═════ Extrait à lire ═════

V.5. Autres vices développés chez les
enfants
Au cours des enquêtes, beaucoup de femmes se sont
plaintes des comportements de leurs enfants.
En effet, elles déclarent que dès leur retour du
service, au lieu de se reposer un peu, elles se mettent à recevoir des
plaintes venant de la domestique, des voisins et parfois des
répétiteurs.
A la question de savoir ce qui est reproché aux
enfants, certaines femmes nous confient que leurs enfants font trop de pagaille
à l'école comme à la maison, et ont une mauvaise
compagnie, quand ils sortent de l'école peut-être à midi,
ils viennent à la maison à13h voir 13h30mn. Les enfants
adolescents comme petits refusent de suivre les ordres donnés par les
domestiques et même par autre personne qui ne soit leur mère ou
leur père. Ils disent « tu n'es ni ma
mère, ni mon père ». Quiconque leur ordonne de
faire quelque chose. Les enseignants et même les
répétiteurs se plaignent de la pagaille des adolescents. Une
femme disait « mon enfant sort à 7h au même moment
que moi et ne revient que lorsque sonne l'heure de mon retour à la
maison ».
Les enfants profitent de l'absence de leurs parents surtout
celui de la mère pour poser des actes indécents comme fumer,
boire comme nous l'a confié bon nombre de nos enquêtées.

═════ Données brutes ═════

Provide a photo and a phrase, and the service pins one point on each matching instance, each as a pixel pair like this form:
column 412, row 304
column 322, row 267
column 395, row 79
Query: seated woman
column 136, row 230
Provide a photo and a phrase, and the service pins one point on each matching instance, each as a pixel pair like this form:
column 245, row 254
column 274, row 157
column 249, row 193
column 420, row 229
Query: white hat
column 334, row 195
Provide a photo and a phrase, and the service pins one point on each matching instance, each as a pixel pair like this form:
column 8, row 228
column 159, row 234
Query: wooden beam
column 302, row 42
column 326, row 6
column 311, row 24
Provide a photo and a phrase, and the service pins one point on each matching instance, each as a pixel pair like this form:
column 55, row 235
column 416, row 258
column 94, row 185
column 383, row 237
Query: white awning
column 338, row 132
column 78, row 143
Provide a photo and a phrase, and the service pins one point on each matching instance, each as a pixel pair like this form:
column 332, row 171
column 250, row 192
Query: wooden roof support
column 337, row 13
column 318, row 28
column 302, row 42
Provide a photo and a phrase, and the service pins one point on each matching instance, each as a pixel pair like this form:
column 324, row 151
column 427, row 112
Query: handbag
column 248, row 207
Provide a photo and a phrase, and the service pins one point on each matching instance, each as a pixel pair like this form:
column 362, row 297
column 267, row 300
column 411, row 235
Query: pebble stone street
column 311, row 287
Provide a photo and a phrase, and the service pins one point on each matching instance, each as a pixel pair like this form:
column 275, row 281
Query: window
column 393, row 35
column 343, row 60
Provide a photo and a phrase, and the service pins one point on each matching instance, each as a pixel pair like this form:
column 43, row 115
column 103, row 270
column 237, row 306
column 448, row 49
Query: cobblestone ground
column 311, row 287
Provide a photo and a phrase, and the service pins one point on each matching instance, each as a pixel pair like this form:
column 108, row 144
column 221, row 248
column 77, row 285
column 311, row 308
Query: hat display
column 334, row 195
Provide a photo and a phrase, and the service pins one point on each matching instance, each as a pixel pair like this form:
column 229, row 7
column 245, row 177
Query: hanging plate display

═════

— Votre objectif —
Recopiez fidèlement le passage de l'extrait sur les vices des enfants, depuis « V.5. Autres vices » jusqu'à « répétiteurs. » inclus. Les données n'interviennent en rien ici.

— Résultat attendu —
V.5. Autres vices développés chez les
enfants
Au cours des enquêtes, beaucoup de femmes se sont
plaintes des comportements de leurs enfants.
En effet, elles déclarent que dès leur retour du
service, au lieu de se reposer un peu, elles se mettent à recevoir des
plaintes venant de la domestique, des voisins et parfois des
répétiteurs.